>> start SOURCE MATERIAL

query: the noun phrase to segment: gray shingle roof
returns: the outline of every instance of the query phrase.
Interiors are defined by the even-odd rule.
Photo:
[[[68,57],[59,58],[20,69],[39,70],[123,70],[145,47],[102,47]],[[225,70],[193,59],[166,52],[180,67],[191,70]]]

>> end SOURCE MATERIAL

- **EXERCISE BRIEF**
Count the lines of the data above that contain the string "query", and reply with only that number.

- **OUTPUT FOR THIS TASK**
2